## 抜粋文
占術 義人伝

【風水】風水の名付け親。葬書を残した郭璞。

風水の法

”風水の法 水を得るを上と為し、風を蔵するはこれに次ぐ”とよんだのは郭璞(かくはく)。郭璞以前の風水草創期において、多くの逸話を残しました。
四九歳の年。王敦(おうとん)将軍の激高により、処刑されました。
処刑後、三日の後に、郭璞が、いつも着ていた平服や装身具を売り歩いていたという噂が聞こえてきて、 王敦将軍 が墓地におもむき、棺を開けると、郭璞の姿はなく空の棺桶だけが目前に置いてあるだけでした。

この話は、イエスキリストの復活にも似ています。ゴルゴダの丘にて、囚人たちと一緒に十字架にかけられ、わき腹を刺され、亡くなったのちに復活したくだりはとても有名ですが、郭璞もまた、処刑三日の後に、東晋 (とうしん) の南州にて、知り合いと談笑したとされています。

さて、郭璞ですが、まことに、いにしえより、仙人めいた話は多く残っています。
郭璞の学識は幅広く、非凡な洞察力や、類まれな能力を発揮した郭璞の才能に惚れた東晋(とうしん)の元帝(初代皇帝)明帝(二代目皇帝)成帝(三代目皇帝)に使えた王導(おうどう)に招かれ、東晋の国造りに関与しました。
初代皇帝の元帝の権力が二代目に移り、明帝一五歳の頃、この若い明帝をよく思わない人物がいました。明帝時代の家臣、大将軍王敦です。郭璞は、王敦将軍の参謀でもあリましたが、明帝にもよく呼ばれ、夢解きや、国の方針を相談されていました。このことは、自分の部下でありながら、明帝に呼ばれる郭璞に対しとて、面白くないし、まして代が変わり、まだ若い明帝など、気に食わない存在でもありました。そのようないらだちと、不満の矛先は、郭璞に向けられていったのでしょう。武力で勝ち上がてきた王敦将軍にとって才能ある郭璞は、目の上のコブでしかなかったのでしょう。

王敦将軍の夢解き

ある日、王敦将軍が自分が見た夢の夢解き郭璞にねがわれました。
郭璞は、王敦将軍に告げた言葉は、憤満するに値する言葉でもあり、いつも不満に思う郭璞を打つのには余りある言葉でした。

## 抜粋データ
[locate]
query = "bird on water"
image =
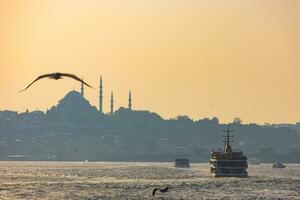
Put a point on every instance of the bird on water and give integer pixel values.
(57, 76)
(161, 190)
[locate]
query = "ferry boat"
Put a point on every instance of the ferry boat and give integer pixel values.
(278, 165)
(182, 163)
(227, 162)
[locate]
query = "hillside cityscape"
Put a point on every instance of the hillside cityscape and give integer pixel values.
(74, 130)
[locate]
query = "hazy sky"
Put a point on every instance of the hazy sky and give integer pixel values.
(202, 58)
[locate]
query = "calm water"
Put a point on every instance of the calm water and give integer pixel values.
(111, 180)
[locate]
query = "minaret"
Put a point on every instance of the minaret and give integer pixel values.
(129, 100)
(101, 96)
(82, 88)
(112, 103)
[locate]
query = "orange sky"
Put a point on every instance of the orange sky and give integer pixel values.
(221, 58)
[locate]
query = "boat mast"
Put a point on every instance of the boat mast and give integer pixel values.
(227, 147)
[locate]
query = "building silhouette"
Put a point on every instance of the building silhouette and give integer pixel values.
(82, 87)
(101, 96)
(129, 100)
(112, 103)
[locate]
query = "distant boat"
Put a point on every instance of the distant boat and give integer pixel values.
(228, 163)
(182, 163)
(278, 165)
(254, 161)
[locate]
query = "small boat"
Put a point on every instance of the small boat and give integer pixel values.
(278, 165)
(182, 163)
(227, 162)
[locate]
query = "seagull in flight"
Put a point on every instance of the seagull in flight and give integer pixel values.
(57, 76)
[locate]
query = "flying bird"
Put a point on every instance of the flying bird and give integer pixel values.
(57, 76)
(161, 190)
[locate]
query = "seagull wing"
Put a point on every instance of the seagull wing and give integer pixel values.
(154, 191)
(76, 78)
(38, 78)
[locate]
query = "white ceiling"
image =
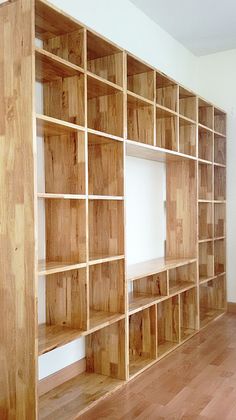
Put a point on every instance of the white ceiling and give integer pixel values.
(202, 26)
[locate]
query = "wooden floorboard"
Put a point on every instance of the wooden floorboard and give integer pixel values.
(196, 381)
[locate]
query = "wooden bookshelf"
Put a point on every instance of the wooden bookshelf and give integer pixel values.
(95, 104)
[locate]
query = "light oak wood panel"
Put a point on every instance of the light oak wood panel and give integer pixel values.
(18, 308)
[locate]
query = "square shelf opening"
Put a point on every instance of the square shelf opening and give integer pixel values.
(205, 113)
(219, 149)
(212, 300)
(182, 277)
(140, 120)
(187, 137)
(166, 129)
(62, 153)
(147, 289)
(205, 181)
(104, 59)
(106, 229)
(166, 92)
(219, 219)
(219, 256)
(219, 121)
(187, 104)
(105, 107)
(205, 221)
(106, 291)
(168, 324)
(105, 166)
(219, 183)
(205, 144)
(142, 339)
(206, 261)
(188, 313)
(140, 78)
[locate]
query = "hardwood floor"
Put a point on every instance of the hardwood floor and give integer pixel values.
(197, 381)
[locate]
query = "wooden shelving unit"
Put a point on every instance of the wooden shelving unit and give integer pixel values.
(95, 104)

...

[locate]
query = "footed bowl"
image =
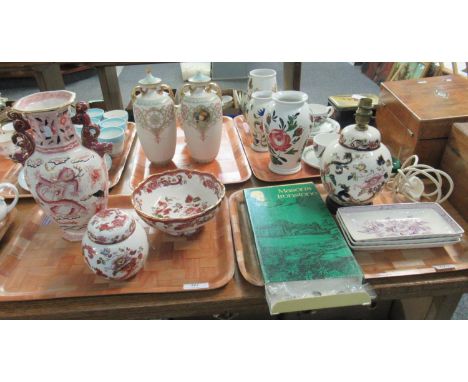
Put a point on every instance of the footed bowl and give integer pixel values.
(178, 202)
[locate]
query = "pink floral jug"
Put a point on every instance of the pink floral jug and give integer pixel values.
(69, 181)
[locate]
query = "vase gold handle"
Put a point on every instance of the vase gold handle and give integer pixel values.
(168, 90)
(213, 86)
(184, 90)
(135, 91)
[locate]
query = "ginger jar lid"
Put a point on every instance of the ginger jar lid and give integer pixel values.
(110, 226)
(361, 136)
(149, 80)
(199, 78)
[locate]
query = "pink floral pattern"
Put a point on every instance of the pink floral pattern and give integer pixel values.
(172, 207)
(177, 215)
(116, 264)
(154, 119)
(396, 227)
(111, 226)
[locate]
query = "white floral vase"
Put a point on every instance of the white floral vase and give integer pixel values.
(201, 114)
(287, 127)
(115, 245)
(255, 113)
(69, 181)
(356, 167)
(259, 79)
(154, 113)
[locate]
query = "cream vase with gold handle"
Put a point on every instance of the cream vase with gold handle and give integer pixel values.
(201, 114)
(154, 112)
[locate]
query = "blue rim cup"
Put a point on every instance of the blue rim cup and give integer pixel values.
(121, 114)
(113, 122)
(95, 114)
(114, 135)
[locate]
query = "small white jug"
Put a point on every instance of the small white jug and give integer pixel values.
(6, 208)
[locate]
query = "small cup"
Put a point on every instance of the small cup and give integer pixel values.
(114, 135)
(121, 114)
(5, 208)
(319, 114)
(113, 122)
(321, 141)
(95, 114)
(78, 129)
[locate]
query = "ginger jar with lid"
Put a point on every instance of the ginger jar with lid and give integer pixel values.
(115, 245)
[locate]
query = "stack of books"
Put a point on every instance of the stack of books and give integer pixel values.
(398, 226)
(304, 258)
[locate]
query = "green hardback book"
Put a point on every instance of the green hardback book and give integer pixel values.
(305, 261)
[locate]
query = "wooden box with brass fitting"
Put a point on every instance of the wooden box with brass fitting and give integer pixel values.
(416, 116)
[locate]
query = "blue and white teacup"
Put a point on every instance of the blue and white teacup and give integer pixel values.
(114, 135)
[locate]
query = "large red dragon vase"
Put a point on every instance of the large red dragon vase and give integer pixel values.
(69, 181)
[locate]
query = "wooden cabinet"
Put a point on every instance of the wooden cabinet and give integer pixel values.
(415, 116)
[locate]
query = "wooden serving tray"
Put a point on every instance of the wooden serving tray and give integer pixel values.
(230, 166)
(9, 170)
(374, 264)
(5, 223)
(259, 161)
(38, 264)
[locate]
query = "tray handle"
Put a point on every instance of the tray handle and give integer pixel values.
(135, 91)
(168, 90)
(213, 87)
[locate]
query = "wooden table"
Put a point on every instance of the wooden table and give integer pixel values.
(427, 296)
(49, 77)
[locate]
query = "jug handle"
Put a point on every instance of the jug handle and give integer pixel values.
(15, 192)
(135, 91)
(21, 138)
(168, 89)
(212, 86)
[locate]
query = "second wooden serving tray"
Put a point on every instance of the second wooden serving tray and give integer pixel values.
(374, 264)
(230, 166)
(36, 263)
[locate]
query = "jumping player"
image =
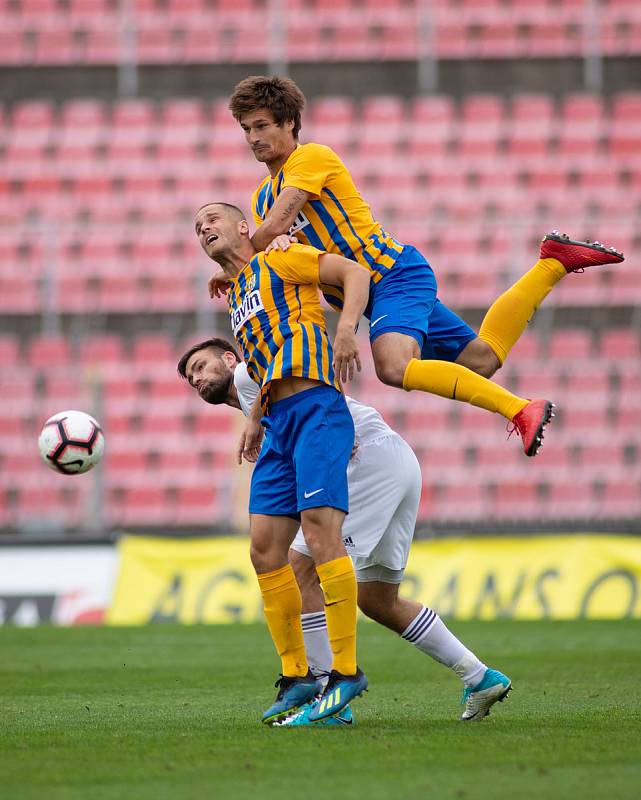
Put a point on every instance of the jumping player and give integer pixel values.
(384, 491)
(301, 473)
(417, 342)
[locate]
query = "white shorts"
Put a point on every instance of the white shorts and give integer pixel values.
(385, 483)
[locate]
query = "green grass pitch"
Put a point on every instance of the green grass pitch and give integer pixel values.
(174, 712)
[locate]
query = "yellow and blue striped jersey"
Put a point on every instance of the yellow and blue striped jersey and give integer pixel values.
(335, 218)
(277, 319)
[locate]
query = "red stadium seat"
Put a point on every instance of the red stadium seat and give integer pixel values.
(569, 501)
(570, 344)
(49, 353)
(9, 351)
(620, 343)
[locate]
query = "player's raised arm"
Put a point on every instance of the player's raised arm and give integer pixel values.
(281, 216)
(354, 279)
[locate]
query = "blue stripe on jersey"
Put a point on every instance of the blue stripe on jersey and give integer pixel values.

## やること
1) 郭璞についての文章に名前が出てくる東晋の皇帝を、それぞれ何代目かを添えてすべて挙げてください。
2) 郭璞についての文章を、最後の文のあとから書き継いでください。
資料は別の出典から取ったものです。

## 練習の解答
1) 元帝(初代皇帝)、明帝(二代目皇帝)、成帝(三代目皇帝)

2)
「王敦将軍。将軍の夢は、石頭城の外で額に汗し、河を鍬で耕していたとのこと、夢解きをすれば、河の中でどんなに鍬を振るったとしても、何が得ることができるでしょう。成功などありえないでしょう」

この言葉に、王敦将軍は、激高しました。明帝の家臣でありながら、国家転覆を狙う王敦将軍にとって、自分の計画は失敗すると言っているようなもだったからです。
王敦将軍は、震える扇子を郭璞に向けながら、血走る目でギロリと睨みつけ、「郭璞よ、貴管の寿命はいつだ」と聞くと「王敦将軍、私の寿命は今日限りに、終わります」と涼しく答えた。

郭璞の終活。

処刑場に赴く郭璞は、処刑武士にたいし、「私が一三歳の頃、川べりの柵があるところで、上着をかけていたが、それを取ってくれたのを覚えているだろうか」と、処刑武士と思い出話ともいわれぬ言葉を交わし、ぜひとも、昔のよしみに、私の持つ刀によって、私を切ってくれないだろうかというと言い、その言葉に感動を覚えた処刑武士が、 郭璞 の手より 郭璞 の刀を受け取り、その刀によって、刑を執行した。

仙人、郭璞の策略

処刑の後、東晋のまち 南州において郭璞を見たという町人が何人もいました。
郭璞は、自らの死を知っていました。どのような状況で、死ぬのかということも知っていました。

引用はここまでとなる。